Here's all the help you need to survive your pediatric clerkship! This handy guide offers you practical, must-have guidance on the causes, clinical evaluation, and treatment of common pediatric conditions-knowledge that every student can and should master. Section 1 outlines the practical skills and procedures you must know on rotation; Sections 2 and 3 describe health conditions organized by presentation (symptom, sign, abnormal lab value) and by specific diagnosis, allowing you to approach a given health problem from either direction.
Reviewer:Russell Steele, MD(Ochsner Clinic Foundation)
Description:This handbook, a resource for medical student course directors and third-year medical students, is based on the General Pediatric Clerkship Curriculum developed by the Council on Medical Student Education in Pediatrics (COMSEP) which is used by the majority of medical schools in the United States.

Collected data:
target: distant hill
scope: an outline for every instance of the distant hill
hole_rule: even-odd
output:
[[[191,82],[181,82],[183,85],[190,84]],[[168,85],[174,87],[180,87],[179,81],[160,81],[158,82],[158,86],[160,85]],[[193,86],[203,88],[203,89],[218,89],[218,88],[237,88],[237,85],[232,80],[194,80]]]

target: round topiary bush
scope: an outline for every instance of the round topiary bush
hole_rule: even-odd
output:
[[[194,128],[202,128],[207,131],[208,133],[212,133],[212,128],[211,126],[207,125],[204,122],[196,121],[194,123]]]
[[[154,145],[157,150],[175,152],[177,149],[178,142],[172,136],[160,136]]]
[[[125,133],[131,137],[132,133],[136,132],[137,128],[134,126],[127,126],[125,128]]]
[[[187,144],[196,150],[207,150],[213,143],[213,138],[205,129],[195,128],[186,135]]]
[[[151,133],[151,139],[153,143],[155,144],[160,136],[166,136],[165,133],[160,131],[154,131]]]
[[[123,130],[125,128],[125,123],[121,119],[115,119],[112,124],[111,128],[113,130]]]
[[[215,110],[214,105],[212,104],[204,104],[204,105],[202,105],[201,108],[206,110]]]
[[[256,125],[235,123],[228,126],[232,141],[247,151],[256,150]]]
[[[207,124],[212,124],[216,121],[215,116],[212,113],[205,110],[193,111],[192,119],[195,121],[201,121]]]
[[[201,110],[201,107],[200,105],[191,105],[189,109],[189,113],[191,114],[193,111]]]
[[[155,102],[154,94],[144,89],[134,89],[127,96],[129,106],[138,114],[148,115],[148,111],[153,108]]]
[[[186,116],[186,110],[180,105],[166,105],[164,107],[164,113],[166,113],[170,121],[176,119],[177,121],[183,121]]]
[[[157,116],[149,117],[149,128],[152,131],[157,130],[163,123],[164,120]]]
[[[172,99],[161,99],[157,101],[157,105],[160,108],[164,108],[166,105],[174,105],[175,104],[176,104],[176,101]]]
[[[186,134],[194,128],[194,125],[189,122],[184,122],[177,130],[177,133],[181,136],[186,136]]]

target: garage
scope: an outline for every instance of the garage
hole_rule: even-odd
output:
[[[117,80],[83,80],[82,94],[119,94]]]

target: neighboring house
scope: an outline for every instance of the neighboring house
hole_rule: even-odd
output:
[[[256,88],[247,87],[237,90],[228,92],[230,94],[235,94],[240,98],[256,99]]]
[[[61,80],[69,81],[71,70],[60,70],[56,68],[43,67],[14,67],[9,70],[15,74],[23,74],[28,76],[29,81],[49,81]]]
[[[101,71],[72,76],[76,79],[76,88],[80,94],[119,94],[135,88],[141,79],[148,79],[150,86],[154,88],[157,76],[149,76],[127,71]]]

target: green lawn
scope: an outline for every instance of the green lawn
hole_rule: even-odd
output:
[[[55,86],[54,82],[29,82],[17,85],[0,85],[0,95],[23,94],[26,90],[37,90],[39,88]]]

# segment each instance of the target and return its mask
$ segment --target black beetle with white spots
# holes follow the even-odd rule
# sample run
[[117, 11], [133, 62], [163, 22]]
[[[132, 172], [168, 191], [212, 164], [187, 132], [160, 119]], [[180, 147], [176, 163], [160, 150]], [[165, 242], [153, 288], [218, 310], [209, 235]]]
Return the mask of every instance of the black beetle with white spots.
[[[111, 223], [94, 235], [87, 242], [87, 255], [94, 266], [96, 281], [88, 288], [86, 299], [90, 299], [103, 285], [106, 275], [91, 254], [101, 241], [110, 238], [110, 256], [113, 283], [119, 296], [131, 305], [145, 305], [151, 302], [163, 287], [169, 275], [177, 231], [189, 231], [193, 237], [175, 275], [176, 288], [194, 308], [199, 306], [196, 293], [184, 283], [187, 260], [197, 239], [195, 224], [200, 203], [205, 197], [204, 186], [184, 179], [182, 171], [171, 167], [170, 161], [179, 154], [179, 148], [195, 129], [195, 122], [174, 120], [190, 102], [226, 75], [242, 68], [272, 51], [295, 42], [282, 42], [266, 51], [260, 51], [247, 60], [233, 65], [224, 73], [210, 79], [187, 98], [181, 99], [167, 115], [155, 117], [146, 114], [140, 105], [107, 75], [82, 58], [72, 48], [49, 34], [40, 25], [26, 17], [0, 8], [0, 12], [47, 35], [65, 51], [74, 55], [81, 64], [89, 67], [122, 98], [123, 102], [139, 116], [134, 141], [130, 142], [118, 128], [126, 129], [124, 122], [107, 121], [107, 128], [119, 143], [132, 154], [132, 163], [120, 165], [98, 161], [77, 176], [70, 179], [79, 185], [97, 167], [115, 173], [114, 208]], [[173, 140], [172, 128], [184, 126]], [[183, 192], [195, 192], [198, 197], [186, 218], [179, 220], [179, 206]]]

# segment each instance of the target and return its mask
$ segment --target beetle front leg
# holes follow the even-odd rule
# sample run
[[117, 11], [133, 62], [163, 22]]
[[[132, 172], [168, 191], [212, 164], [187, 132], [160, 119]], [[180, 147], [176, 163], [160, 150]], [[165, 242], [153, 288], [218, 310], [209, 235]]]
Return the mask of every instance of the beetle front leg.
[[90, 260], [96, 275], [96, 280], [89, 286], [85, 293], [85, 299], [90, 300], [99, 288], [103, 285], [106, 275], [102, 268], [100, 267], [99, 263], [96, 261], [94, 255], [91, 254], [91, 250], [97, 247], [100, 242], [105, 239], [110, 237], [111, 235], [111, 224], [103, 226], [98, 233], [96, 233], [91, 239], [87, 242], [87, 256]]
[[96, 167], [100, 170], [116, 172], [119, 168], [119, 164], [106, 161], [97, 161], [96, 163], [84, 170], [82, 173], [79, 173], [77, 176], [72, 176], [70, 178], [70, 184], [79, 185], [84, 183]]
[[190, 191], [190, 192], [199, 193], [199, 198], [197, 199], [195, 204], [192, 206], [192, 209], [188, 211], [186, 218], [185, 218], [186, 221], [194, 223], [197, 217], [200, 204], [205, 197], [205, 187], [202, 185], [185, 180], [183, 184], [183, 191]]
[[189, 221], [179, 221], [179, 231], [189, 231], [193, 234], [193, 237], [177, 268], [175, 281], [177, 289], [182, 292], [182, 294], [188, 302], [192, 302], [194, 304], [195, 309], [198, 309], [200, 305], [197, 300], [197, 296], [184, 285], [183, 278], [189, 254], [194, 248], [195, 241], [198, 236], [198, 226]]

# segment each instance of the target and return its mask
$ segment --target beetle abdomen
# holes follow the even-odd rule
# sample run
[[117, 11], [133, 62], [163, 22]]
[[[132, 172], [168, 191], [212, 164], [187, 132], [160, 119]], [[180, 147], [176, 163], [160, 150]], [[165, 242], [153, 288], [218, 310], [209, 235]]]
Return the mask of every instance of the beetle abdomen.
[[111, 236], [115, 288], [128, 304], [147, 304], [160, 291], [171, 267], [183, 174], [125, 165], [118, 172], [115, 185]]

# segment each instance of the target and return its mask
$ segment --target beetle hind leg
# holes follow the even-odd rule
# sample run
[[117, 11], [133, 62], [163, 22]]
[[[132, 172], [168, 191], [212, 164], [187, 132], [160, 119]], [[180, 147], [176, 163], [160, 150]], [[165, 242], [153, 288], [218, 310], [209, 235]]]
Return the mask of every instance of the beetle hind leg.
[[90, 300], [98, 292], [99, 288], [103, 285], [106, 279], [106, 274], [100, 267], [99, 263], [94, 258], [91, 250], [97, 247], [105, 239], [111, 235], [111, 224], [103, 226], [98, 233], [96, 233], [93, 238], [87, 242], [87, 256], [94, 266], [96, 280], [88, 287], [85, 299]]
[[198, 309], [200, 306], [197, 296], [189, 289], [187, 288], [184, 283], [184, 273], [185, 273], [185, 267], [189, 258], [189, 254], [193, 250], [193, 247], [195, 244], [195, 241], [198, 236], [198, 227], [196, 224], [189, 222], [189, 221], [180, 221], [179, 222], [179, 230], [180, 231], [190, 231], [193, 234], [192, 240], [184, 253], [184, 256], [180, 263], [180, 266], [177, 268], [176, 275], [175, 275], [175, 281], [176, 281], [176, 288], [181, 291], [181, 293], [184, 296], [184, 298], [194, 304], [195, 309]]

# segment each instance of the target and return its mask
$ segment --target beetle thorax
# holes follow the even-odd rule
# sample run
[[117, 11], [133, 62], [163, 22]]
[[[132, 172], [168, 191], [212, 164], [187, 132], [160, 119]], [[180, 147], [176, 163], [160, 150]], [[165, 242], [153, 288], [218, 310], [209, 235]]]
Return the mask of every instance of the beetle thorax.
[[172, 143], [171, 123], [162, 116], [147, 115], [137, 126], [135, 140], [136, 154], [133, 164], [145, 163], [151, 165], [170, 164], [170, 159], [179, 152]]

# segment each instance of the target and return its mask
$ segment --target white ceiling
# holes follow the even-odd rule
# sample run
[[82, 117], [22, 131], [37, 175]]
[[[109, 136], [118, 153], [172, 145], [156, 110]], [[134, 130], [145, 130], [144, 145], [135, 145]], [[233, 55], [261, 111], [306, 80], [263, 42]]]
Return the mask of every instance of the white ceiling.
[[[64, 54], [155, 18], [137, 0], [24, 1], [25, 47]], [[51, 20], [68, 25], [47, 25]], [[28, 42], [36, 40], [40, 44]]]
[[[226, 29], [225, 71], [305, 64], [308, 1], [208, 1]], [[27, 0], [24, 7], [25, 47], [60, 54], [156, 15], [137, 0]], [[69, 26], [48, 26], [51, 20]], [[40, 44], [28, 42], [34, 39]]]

### DIRECTIONS
1 – Reproduce the pediatric clerkship handbook description between "Here's all the" and "MD(Ochsner Clinic Foundation)", inclusive, switching "rotation" to "the wards".
2 – Resume the pediatric clerkship handbook description after its last sentence.

### ANSWERS
1 –
Here's all the help you need to survive your pediatric clerkship! This handy guide offers you practical, must-have guidance on the causes, clinical evaluation, and treatment of common pediatric conditions-knowledge that every student can and should master. Section 1 outlines the practical skills and procedures you must know on the wards; Sections 2 and 3 describe health conditions organized by presentation (symptom, sign, abnormal lab value) and by specific diagnosis, allowing you to approach a given health problem from either direction.
Reviewer:Russell Steele, MD(Ochsner Clinic Foundation)

2 –
Purpose:This handbook can be used in whole or in part for the junior medical student's block rotation on pediatrics which generally lasts eight weeks. It focuses on clinical skills, common symptoms, physical findings, and abnormal laboratory results and is not meant as a substitute for a general pediatrics textbook. The book is very well done for its purpose and will be extremely useful for those medical schools that need a structured guide for small group student sessions.
Audience:It is clearly written for junior medical students and their instructors. It is unlikely that residents or healthcare professionals more advanced in their training will find it useful.
Features:The initial section reviews the unique features of pediatric patients and their diseases, the interview, physical examination, and the assessment of development. Clinical cases accompany each chapter to stimulate self-directed learning. The book concludes with an excellent 100-question practice examination with answers and explanations.
Assessment:This is an excellent teaching tool that should not need frequent updating. I know of no similar publications except those designed by the faculty of individual institutions and these are rarely as organized as this one is. The shortcoming is its length. It is unlikely that more than half of these topics could be covered in the usual time allotted to pediatrics during the junior years of medical school and thus the instructor must choose which topics are most important to the curriculum.